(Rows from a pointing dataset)
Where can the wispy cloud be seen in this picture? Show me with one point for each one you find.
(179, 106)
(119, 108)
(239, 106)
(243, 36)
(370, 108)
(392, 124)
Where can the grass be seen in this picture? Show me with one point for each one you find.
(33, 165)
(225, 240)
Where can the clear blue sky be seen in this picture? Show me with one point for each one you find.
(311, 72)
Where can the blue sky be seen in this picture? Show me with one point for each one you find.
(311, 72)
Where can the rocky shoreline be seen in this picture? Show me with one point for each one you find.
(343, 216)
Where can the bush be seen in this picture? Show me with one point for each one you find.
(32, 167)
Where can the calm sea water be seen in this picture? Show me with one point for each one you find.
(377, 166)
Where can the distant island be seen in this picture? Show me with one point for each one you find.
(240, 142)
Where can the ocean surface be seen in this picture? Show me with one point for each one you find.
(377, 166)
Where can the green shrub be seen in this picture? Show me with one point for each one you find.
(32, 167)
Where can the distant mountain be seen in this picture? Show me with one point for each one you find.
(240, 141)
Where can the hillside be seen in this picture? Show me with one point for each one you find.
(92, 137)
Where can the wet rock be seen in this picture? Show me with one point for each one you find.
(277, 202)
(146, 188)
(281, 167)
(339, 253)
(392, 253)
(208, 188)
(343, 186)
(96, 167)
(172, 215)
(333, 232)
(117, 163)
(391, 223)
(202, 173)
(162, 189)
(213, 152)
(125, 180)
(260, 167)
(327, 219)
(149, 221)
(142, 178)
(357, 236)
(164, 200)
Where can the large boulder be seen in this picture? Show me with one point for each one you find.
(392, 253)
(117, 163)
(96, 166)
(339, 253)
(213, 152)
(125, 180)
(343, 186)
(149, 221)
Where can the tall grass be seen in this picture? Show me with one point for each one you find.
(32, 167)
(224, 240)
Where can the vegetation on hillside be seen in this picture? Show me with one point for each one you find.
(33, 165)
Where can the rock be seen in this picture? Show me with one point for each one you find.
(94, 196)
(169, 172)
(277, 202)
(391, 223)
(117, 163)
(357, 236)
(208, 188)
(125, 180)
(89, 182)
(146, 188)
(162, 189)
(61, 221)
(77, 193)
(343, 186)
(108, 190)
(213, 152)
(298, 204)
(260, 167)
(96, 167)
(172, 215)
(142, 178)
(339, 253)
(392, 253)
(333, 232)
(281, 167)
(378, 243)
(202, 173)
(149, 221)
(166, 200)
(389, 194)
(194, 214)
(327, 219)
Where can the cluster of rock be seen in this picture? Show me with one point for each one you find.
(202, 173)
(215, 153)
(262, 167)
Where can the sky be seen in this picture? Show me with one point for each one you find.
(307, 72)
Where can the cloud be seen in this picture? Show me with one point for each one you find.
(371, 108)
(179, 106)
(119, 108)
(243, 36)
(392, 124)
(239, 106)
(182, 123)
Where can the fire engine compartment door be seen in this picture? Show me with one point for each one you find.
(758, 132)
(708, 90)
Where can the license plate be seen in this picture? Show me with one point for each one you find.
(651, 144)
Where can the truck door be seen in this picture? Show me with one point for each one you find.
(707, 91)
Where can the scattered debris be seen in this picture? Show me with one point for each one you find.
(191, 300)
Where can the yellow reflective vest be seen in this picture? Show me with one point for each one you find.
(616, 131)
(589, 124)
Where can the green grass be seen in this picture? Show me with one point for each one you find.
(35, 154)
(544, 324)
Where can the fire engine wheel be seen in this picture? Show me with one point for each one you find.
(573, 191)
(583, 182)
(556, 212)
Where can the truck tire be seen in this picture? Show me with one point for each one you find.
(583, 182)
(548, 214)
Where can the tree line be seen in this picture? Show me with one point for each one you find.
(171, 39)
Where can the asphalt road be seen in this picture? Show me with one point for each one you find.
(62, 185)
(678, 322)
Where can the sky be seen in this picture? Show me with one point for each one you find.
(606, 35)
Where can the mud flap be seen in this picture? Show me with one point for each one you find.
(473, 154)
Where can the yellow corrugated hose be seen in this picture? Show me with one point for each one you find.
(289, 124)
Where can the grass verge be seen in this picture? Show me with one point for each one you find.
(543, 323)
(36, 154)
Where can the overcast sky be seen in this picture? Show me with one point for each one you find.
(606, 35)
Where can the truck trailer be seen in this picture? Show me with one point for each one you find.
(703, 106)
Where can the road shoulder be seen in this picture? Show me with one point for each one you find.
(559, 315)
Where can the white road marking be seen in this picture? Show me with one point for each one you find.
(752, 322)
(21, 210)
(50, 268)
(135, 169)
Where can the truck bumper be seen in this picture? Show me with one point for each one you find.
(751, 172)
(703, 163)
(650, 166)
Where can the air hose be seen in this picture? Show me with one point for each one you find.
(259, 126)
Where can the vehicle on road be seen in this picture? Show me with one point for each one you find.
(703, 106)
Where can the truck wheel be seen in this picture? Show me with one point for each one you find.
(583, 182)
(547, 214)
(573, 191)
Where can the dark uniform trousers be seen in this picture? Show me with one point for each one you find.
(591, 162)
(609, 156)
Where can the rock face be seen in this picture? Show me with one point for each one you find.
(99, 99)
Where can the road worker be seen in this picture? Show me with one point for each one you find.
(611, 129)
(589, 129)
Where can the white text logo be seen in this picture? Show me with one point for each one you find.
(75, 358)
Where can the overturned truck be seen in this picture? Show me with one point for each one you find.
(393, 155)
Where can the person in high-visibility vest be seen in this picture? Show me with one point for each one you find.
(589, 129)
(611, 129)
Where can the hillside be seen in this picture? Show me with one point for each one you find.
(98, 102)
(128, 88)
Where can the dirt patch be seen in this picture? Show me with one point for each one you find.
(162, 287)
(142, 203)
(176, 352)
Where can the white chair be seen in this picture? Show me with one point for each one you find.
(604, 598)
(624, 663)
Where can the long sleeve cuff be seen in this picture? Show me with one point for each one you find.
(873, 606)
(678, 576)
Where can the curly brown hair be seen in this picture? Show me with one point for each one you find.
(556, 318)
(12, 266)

- **WHAT IS BEING ASKED**:
Lay out the data from the line containing "Where can the long" through the end of the data, inclusive, as a two-column CSV with columns named request and answer, one row for each request. Put the request text and its answer each in a single quoted field, turning line breaks into spaces.

- **FULL ANSWER**:
request,answer
"Where can the long sleeve cuff be seen in this picture? Show me with one point for each one you find.","(873, 606) (678, 576)"
"Where can the curly brown hair be seen in this picture? Show me with one point for each one you find.","(556, 318) (12, 266)"